● **Reading passage**
************

We are all aware of the axiom, that once a text is published it immediately proceeds to obsolescence. Moreover, original work, where the focus of research must be placed, is generally not published or accepted by the academic community, for many years after the work has been completed.
The reviewer expressed his enthusiasm with regard to other texts he had read in the past, with all of which I am quite familiar. The publications to which referred had compiled a significant database and established a useful library of the current consensus. At the same time, the authors had limited experience in the clinical application of laser therapy and their efforts were largely restricted to the definition of terminologies and established concepts in this field. Whereas this is commendable, it does not advance the frontiers of the technology, nor is it cognizant of the fact that change is occurring at an accelerated pace.
Our publications, in essence, record the evolution and observations of almost twenty years of original work, including the development of the BioFlex series of systems and their highly successful application in the treatment of many thousands of diverse and challenging medical conditions. The results achieved are based on the combination of appropriate synergies, including basic research, innovative engineering and extensive medical knowledge. Only through this process can optimal objectives be obtained.
It is encouraging to note that many of foremost physiotherapists in North America and around the world have integrated Low Intensity Laser Therapy successfully in the scope of their practice. Traditionally, physiotherapists have relied almost exclusively on manual techniques and a variety of established modalities such as ultrasound, interferential current etc., which may preclude researching other potentially more effective solutions. Moreover, as in the health care sector in general, the focus appears to be primarily on the modulation of symptoms, rather than curing the pathology. At a time when medicine is moving into the molecular/cellular age of healing, I believe that the utilization of more productive therapies requires emphasis.

************

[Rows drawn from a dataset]
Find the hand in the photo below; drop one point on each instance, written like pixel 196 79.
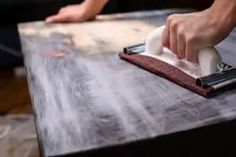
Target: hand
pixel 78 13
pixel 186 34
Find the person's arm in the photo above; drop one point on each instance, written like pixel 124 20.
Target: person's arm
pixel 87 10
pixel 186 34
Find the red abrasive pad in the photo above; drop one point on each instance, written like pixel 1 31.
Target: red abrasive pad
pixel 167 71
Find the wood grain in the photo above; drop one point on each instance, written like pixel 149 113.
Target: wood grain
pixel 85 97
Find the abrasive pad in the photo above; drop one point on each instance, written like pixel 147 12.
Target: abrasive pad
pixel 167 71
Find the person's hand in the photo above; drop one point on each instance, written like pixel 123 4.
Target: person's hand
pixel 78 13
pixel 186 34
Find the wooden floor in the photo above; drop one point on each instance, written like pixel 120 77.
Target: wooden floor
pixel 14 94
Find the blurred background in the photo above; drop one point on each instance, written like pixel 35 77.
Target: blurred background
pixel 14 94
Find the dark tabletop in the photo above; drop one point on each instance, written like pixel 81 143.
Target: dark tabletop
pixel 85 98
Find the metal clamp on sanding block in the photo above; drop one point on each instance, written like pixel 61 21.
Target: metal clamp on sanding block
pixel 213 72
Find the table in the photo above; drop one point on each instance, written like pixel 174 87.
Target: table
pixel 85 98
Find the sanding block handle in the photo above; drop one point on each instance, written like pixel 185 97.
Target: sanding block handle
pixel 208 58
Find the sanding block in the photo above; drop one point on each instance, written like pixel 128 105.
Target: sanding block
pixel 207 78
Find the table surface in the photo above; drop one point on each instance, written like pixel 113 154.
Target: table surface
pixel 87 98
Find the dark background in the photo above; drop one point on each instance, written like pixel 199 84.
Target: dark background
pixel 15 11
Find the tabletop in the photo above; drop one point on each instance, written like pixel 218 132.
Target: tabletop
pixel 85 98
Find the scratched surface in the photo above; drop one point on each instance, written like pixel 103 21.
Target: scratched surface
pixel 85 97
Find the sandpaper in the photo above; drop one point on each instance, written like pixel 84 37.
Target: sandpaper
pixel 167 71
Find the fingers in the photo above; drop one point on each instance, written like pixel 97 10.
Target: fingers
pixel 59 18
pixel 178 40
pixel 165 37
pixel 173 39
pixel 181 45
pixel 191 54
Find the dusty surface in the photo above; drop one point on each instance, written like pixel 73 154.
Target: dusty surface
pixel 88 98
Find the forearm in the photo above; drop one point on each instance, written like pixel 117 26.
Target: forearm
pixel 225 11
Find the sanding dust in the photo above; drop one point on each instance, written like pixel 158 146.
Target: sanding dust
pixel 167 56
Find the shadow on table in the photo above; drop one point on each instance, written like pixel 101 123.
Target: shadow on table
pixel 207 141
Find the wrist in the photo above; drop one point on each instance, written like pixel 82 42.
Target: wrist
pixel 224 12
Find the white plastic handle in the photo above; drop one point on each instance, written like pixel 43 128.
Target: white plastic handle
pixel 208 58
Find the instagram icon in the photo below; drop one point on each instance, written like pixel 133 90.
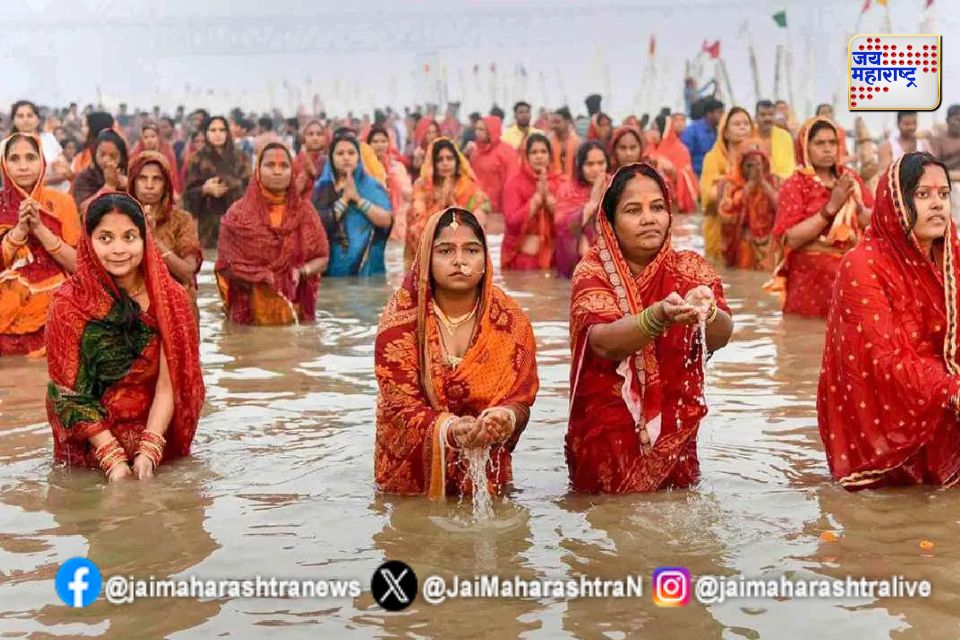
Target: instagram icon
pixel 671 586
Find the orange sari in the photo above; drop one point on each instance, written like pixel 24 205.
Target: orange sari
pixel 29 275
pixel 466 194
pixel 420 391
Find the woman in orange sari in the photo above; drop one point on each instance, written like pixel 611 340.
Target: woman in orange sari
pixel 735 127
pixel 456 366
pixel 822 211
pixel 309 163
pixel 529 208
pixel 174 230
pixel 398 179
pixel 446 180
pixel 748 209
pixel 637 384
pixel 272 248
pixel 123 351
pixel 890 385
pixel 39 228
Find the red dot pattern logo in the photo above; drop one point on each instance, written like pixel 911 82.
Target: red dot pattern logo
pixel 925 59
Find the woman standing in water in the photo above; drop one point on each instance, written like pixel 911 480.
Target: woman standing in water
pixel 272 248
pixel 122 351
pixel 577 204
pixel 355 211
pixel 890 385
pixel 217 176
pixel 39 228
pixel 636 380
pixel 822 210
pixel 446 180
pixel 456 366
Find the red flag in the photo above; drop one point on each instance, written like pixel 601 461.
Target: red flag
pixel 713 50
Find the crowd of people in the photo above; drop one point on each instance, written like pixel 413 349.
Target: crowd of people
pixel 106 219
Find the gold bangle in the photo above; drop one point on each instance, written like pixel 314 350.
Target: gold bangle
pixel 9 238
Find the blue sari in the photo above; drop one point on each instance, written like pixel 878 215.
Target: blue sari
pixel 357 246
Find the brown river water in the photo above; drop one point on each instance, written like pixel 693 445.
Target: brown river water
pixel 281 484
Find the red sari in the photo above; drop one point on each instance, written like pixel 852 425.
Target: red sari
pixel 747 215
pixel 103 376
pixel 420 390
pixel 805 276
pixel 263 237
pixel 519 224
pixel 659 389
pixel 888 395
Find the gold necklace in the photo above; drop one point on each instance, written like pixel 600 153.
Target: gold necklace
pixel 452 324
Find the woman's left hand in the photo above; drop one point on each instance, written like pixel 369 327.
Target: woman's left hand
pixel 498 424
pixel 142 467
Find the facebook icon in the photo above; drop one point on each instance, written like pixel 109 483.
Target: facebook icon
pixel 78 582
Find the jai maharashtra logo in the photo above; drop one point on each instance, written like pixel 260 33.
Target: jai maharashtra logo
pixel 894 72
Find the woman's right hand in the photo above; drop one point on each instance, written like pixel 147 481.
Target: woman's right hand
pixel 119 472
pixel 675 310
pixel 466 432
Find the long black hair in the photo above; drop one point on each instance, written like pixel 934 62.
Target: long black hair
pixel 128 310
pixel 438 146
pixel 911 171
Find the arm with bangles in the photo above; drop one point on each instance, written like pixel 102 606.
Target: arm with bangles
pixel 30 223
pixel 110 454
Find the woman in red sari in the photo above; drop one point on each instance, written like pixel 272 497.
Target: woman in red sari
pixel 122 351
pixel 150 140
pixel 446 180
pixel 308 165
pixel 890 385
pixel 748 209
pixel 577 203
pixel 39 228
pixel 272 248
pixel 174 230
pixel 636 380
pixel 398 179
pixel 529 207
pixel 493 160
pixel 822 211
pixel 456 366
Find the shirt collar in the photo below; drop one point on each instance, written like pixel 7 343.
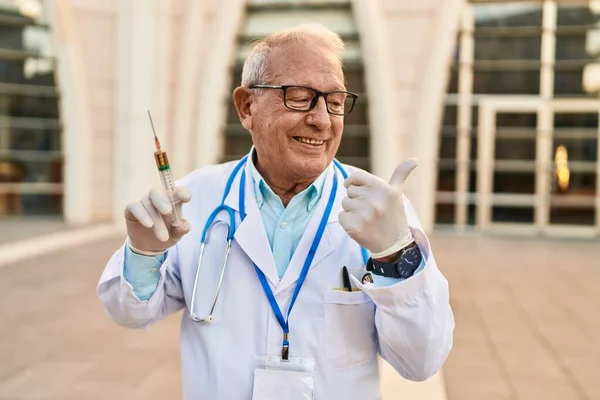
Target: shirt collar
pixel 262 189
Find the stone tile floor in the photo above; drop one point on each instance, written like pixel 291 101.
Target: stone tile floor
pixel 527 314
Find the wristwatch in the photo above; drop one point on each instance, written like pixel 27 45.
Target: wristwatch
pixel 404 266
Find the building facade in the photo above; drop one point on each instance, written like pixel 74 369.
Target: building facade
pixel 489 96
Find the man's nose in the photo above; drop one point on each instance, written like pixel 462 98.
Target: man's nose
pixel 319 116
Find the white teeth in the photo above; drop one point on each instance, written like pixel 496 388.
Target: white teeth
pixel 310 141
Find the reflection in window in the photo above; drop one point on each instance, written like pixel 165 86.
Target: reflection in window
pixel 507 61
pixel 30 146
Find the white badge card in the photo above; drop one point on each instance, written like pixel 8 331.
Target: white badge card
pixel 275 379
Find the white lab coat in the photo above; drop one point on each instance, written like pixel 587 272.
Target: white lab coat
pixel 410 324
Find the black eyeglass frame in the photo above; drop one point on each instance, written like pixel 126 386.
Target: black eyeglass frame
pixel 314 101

************

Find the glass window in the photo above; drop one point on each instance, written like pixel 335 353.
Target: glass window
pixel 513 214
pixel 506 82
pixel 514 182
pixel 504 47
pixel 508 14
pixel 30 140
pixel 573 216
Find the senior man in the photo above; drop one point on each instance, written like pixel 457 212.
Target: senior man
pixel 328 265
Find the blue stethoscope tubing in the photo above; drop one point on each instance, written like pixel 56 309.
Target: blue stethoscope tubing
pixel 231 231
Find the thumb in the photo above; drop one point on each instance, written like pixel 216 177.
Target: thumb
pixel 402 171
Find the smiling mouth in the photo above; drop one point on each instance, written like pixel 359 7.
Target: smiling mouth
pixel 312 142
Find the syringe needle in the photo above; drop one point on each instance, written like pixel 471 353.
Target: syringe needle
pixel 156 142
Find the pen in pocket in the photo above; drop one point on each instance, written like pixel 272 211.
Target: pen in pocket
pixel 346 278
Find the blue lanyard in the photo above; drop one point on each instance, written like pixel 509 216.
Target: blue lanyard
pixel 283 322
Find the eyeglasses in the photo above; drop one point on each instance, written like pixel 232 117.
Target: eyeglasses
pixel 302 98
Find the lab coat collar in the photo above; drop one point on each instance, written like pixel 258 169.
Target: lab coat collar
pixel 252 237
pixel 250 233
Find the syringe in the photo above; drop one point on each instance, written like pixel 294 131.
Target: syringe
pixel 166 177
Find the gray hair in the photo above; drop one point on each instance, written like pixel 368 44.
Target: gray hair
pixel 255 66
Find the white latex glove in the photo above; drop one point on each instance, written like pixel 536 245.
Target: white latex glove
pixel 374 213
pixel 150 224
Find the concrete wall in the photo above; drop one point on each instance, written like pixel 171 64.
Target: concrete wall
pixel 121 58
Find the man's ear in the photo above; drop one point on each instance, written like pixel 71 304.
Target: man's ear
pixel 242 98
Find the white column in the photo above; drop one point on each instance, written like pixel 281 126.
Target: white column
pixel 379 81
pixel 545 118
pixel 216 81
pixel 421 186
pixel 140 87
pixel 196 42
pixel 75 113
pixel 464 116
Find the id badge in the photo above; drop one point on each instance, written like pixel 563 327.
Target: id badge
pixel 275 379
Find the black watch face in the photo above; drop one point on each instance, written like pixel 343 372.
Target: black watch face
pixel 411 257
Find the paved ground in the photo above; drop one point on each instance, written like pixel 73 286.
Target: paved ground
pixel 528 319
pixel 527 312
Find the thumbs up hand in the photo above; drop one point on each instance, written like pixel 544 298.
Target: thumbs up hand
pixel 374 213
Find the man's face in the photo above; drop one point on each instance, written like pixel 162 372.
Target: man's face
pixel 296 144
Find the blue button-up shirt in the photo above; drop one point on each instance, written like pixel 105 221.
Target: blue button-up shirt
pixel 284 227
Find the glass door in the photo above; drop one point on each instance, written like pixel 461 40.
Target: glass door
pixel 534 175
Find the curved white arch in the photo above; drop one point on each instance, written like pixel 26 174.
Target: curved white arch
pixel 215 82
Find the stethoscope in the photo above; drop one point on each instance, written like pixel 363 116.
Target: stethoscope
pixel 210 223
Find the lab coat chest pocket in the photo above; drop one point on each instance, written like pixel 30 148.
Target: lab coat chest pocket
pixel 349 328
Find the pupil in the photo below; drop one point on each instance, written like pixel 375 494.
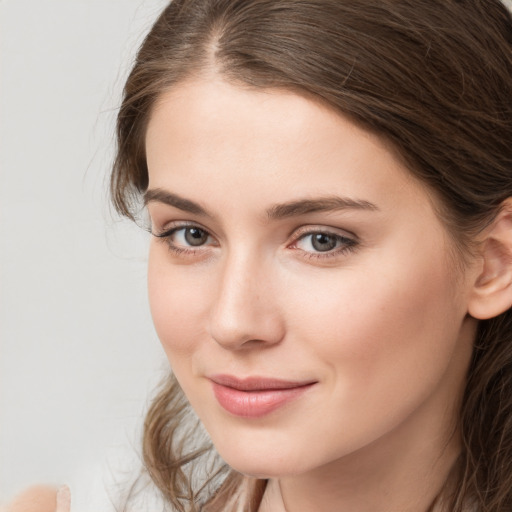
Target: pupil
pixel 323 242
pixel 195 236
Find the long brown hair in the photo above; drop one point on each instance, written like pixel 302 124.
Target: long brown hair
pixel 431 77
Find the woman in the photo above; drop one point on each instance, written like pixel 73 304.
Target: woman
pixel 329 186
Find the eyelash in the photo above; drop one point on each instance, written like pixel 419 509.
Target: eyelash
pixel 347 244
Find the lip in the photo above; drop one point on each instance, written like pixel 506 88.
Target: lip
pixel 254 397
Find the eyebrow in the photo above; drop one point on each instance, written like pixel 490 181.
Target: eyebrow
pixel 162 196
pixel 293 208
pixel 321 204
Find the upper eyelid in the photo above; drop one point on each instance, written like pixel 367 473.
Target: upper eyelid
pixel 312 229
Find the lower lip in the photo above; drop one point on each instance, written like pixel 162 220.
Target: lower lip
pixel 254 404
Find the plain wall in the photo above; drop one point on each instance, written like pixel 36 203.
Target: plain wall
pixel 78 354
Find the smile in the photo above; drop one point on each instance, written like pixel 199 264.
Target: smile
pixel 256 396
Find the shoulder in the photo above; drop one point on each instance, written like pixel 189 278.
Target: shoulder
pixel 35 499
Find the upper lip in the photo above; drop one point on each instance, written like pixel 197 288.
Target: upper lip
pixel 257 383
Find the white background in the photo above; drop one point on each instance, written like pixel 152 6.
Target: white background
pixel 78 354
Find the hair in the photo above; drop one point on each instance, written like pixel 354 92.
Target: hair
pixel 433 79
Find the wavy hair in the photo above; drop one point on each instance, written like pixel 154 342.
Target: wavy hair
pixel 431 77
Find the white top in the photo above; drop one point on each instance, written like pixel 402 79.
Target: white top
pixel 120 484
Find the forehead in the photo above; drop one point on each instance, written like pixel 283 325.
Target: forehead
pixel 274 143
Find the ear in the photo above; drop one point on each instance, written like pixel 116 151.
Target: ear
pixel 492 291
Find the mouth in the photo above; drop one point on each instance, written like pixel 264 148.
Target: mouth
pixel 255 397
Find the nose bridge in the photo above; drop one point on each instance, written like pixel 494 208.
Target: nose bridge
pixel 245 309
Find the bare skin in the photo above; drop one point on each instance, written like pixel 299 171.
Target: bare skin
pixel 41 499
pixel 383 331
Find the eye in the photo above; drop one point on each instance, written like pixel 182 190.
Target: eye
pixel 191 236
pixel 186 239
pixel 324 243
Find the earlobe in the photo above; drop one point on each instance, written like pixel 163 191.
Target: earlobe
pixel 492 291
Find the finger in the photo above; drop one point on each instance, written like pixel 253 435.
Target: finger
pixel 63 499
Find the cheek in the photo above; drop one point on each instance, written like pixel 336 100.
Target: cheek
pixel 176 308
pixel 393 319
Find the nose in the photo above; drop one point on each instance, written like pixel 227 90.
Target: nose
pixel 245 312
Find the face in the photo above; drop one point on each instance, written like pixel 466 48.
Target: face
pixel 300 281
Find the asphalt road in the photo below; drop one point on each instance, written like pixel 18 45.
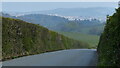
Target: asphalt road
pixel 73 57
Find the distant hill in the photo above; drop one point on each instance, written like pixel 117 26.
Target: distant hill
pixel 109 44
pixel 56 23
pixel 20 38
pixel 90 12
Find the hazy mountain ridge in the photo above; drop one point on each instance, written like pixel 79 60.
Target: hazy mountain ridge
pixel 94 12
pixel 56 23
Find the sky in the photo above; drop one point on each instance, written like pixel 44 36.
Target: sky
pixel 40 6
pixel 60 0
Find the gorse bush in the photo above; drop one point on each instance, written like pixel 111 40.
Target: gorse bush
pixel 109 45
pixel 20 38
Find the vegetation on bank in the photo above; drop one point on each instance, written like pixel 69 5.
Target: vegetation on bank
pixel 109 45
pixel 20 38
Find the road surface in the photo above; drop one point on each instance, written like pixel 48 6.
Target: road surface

************

● **Problems to work on**
a: In the text on laser therapy, how many years of original work do the publications record?
b: Decide whether each statement agrees with the text on laser therapy: (i) Physiotherapists have traditionally relied almost exclusively on manual techniques and established modalities. (ii) The authors of the texts the reviewer praised had extensive experience in the clinical application of laser therapy. (iii) Original work is generally published soon after it is completed.
c: Write the next part of the text on laser therapy, picking up after its final sentence.

● **Results by task**
a: Almost twenty years.

b:
(i) Yes: "Traditionally, physiotherapists have relied almost exclusively on manual techniques and a variety of established modalities such as ultrasound, interferential current etc."
(ii) No: "the authors had limited experience in the clinical application of laser therapy"
(iii) No: "original work, where the focus of research must be placed, is generally not published or accepted by the academic community, for many years after the work has been completed"

c:
Almost twenty years ago, when I began to explore the Laser Therapy field, educational opportunities were limited. The research available was often documented in foreign languages which were difficult to translate. In the course of my self-education, I consulted many basic researchers, manufacturers and a variety of therapists involved in this relatively novel field of endeavour, all of whom were acknowledged to be the leaders in their particular area of expertise. Upon completion of this process, I arrived at the conclusion that more original and independent thought and work were necessary. While deriving significant benefit from the knowledge of these pioneers, I recognized that departures from the prevailing concepts were indicated and even more important, today I realize that this process needs to be intensified as we move forward.
At Meditech’s certification seminars I always state to those attending, “Over the next three days you will be exposed to the history and current understanding of this technology, however our educational programmes are directed to enable you to become a proficient student of this science; hopefully, your views will be flexible and open to change, while the frontiers of the science continue to advance.”
At our clinics, at least several times daily, patients will inquire, “Why does my healthcare professional/physician not know about this therapy? Prior to attending here, I have been following many courses of treatment recommended and my condition has continued to deteriorate; yet, after less than three weeks of treatment at your clinic, I no longer require analgesics and am able to carry on with most normal activities.”
This question is easy to answer. Medical care today is more focused on delivery systems and control of the mode of treatment, rather than what may be most effective. These sentiments should be a clear indicator that all professions must re-examine their teachings, their knowledge and preconceived concepts – frequently, otherwise, they will fail to adopt more effective therapeutic approaches which may benefit the patient.